*要求 1*
在这篇关于司法拍卖改革的文章中,浙江法院的工作人员是在哪个网络平台上直接实施司法拍卖的?
*要求 2*
这篇关于司法拍卖改革的文章引用了新《民事诉讼法》第247条。请列出该条引文中人民法院处置被查封、扣押财产的全部方式。
*要求 3*
请从这篇关于司法拍卖改革的文章的最后一句之后接着写下去。

-------- 文档节选 --------

新民诉法第247条与面临“十字路口”的司法拍卖改革(上)
在《民事诉讼法》修改中,有一个变动不很显著但却意义深远的条文尚未得到广泛关注,这就是新《民事诉讼法》第247条有关司法拍卖的规定。根据修改后的《民事诉讼法》第247条,被执行人未在人民法院指定的期限内履行生效法律文书所确定义务的,“人民法院应当拍卖被查封、扣押的财产;不适于拍卖或者当事人双方同意不进行拍卖的,人民法院可以委托有关单位变卖或者自行变卖”。这一规定与原《民事诉讼法》第223条相比有两大变化:一是明确了拍卖与变卖这两种被执行财产变价方式的优先顺序,拍卖成为原则,变卖成为例外;二是将原规定中的“可以委托有关机构拍卖或变卖”,改为“人民法院应当拍卖”和“可以委托有关单位变卖或自行变卖”。由于新的规定将拍卖和变卖区别对待,并仅仅在变卖部分出现了“可以委托”的字样,人们不难联想起此前得到赞赏也备受争议的浙江法院试水淘宝网事件。[1]在这次事件中,浙江法院并没有像以往那样将司法拍卖交给拍卖公司实施,而是绕过拍卖公司,由法院工作人员直接在淘宝网提供的网络平台上实施。两相联系,这似乎预示着我国司法拍卖的运作方式将发生某种相当重大的变化,即拍卖公司在司法拍卖中的作用将有可能被重新考量。若果真如此,这将是继1998年实行委托拍卖之后出现又一次大的变局,而司法拍卖改革也将再次走到“十字路口”。

-------- 数据摘录 --------

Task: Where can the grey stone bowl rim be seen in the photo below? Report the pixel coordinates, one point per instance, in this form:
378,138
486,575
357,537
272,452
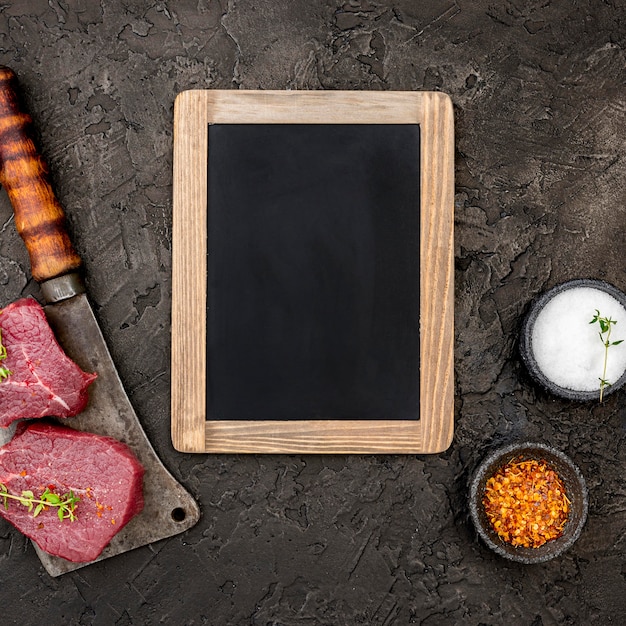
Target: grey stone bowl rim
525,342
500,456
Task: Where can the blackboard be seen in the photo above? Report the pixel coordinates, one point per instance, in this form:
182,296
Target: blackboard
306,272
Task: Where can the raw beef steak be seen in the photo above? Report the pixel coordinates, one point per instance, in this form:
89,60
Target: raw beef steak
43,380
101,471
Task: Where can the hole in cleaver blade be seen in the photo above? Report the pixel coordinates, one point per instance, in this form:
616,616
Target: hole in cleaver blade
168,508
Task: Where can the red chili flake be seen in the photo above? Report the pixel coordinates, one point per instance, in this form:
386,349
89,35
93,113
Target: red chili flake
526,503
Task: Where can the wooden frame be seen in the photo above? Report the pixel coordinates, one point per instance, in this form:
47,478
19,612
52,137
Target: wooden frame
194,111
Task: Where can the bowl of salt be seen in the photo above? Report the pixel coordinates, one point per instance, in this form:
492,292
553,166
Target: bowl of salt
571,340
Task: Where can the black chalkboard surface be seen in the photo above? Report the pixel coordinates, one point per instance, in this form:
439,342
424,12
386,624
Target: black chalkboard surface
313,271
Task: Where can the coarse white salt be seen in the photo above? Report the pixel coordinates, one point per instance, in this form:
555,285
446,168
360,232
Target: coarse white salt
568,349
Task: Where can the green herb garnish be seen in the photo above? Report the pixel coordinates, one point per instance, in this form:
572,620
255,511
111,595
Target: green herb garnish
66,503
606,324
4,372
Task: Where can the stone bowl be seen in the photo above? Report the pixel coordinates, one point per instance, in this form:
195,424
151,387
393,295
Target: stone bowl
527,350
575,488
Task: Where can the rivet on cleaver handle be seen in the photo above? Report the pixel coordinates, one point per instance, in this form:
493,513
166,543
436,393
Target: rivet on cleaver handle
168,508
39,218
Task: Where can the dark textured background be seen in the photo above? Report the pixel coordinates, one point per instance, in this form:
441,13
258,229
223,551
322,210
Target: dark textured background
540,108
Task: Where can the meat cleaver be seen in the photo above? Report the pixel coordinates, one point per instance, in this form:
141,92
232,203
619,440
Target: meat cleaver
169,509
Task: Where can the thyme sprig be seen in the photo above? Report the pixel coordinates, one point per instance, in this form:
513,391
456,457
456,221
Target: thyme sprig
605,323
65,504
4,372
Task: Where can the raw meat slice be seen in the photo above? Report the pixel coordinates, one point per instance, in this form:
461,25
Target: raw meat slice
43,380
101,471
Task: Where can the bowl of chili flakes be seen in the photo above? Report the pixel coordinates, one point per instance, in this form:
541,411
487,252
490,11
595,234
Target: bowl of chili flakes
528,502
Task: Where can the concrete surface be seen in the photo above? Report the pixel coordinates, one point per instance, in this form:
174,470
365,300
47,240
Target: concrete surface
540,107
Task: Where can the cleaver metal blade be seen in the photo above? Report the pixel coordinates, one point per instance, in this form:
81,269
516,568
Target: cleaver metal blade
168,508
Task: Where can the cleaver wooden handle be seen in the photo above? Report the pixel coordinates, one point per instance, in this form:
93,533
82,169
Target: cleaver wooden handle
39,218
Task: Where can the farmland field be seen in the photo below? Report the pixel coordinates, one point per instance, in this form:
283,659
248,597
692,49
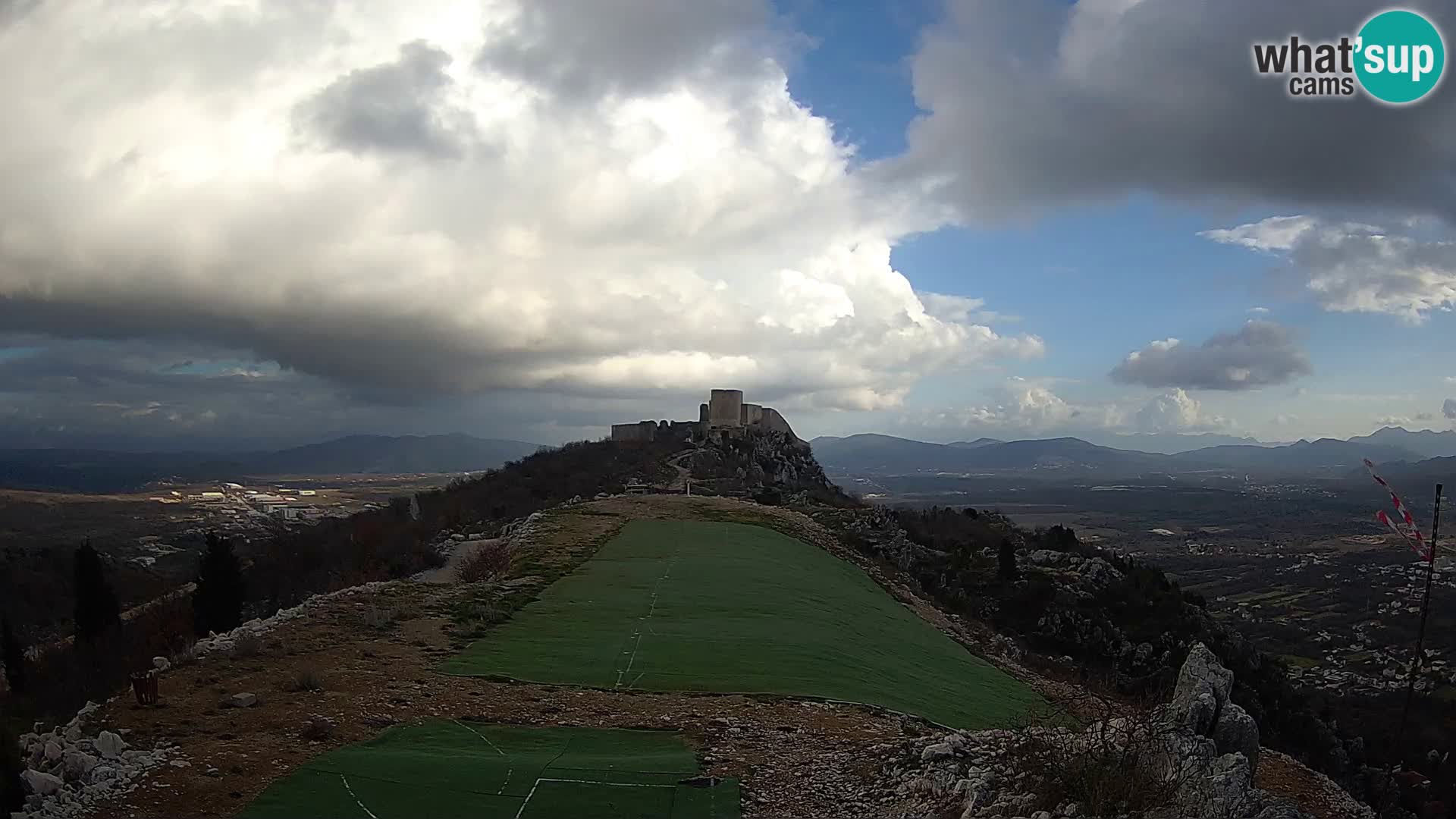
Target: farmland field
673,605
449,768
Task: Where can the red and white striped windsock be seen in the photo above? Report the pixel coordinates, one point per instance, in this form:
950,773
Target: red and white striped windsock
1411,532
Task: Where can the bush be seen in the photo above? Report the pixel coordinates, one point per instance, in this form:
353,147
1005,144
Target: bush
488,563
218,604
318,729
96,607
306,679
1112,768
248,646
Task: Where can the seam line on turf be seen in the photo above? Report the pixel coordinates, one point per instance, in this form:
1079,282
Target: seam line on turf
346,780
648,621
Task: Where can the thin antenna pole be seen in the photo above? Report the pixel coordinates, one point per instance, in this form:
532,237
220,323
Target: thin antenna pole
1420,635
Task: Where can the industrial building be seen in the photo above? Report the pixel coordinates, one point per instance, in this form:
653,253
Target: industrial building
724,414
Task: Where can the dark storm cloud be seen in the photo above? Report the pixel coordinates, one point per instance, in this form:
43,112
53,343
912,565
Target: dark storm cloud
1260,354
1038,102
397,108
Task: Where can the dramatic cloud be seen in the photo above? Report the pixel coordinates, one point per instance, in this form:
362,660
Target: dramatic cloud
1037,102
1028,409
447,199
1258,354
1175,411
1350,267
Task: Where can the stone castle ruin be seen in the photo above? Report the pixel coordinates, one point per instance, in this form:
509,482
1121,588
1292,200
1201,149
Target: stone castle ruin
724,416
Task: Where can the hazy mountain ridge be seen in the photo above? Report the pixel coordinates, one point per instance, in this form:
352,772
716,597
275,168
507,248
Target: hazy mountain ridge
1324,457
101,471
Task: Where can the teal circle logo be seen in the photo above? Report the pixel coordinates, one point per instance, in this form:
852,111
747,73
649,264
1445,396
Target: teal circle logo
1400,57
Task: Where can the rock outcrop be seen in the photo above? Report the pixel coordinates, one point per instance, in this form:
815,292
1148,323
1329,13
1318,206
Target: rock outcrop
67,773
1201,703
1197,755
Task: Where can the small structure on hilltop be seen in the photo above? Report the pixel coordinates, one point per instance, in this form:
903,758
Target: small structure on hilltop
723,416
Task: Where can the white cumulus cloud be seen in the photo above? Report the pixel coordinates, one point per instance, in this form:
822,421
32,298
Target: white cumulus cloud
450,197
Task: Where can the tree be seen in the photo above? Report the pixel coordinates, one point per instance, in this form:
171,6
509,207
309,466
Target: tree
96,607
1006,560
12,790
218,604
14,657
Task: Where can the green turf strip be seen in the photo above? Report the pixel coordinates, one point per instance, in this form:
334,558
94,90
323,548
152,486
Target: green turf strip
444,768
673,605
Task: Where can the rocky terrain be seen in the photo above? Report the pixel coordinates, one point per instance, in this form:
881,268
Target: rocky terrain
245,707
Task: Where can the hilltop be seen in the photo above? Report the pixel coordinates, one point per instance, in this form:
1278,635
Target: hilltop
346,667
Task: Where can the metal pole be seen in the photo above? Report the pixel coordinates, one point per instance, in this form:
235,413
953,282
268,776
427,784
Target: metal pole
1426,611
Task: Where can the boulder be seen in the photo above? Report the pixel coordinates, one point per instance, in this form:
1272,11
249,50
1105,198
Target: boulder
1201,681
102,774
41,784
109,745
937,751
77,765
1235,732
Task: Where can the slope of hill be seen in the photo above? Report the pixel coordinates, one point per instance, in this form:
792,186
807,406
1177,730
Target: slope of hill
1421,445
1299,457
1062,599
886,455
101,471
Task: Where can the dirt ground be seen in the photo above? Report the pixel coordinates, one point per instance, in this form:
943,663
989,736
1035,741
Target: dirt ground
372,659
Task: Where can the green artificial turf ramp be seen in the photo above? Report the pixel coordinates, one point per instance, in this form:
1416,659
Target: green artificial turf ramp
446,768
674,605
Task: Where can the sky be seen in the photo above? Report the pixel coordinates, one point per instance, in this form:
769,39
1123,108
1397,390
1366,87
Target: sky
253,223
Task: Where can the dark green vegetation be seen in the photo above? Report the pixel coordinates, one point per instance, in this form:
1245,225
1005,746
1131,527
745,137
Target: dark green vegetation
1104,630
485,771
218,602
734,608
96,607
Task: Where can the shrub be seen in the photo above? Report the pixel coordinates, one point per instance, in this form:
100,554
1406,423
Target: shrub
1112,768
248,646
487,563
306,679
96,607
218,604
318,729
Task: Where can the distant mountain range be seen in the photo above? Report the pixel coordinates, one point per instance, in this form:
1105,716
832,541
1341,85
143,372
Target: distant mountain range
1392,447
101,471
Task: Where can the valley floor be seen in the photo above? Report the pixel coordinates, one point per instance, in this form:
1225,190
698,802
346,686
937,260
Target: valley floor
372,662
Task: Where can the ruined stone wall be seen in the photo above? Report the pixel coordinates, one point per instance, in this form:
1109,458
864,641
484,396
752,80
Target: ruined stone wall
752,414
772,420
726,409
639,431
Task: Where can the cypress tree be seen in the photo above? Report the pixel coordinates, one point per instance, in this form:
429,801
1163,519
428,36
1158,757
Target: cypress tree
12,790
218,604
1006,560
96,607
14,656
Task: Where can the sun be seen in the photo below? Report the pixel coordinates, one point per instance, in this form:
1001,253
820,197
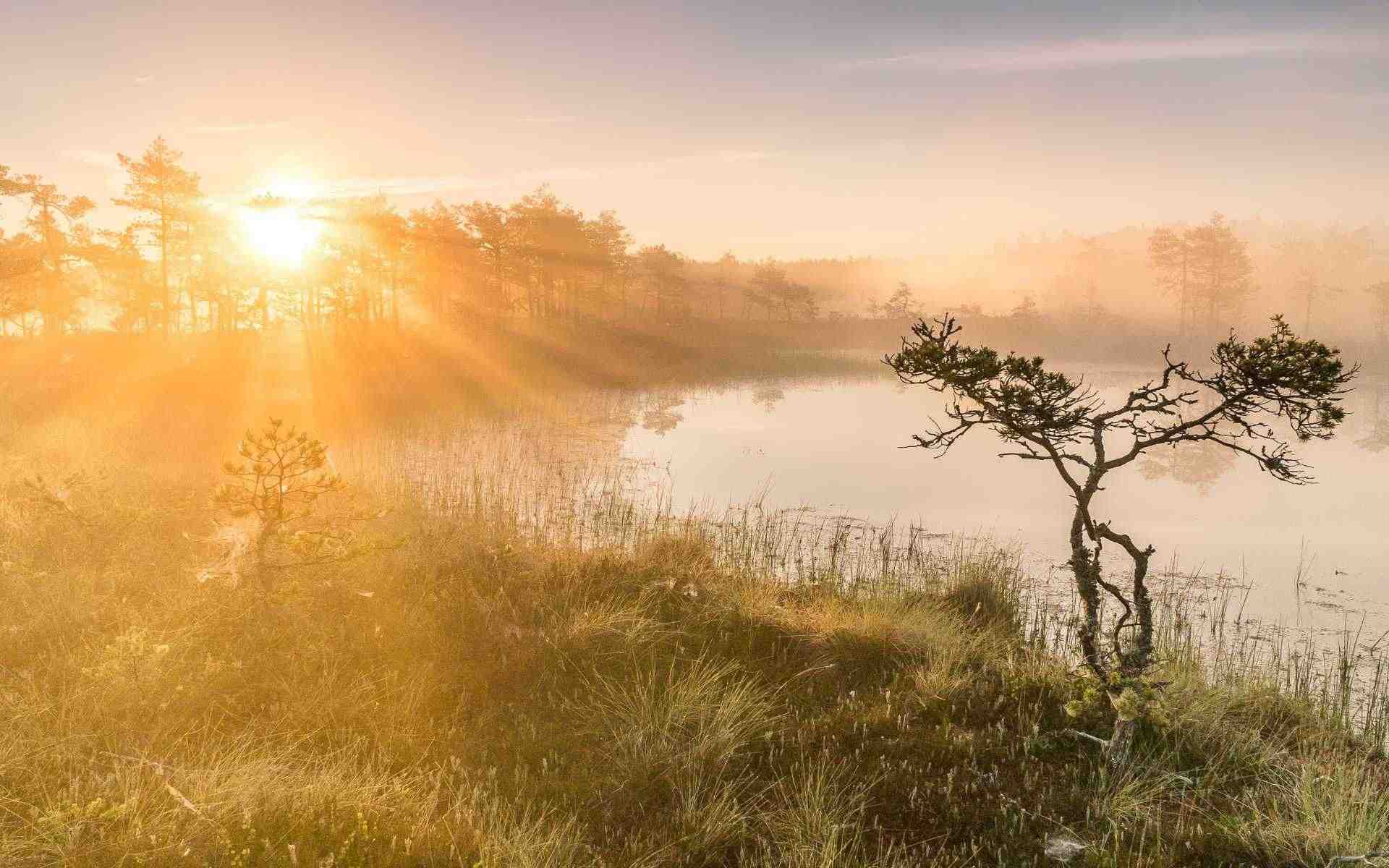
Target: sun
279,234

--------

*书面回答 1*
淘宝网。

*书面回答 2*
拍卖;委托有关单位变卖;自行变卖。

*书面回答 3*
20世纪90年代末,为了摆脱法院执行机构司法腐败的阴影及规范被执行财产的变价过程,最高人民法院在缺乏实践积累的情况下,通过《关于人民法院执行工作若干问题的规定(试行)》(以下简称《执行规定》)确立了委托拍卖制度,将司法拍卖交给拍卖公司进行。但15年过去了,这一改革的效果似乎却很难让人满意,不但司法拍卖依然是法院和法官的“高危地带”和司法腐败的高发区,就连拍卖公司本身也被各种负面报道缠身,以致法院和社会公众的信心都因此动摇。一些地方法院甚至不时出台各种改革举措对拍卖公司“开刀”。它们或是在法院内部成立管理机构,对进入司法拍卖的拍卖公司资质进行审查,实行“市场准入”,或是指定司法拍卖场所并进行全程录像监控,或是干脆在拍卖公司之外引入产权交易机构等第三方主体对拍卖公司进行制约,种种措施不一而足。[2]而浙江法院试水淘宝网,则是法院对拍卖公司各种不满最为激烈的反应,这种改革不但意味着对拍卖公司的舍弃,也有可能预示着扭转实施15年之久的司法拍卖市场化改革,将司法拍卖重新收归法院。而《民事诉讼法》第247条的变化则好像是从立法的角度为这种转变创造了条件。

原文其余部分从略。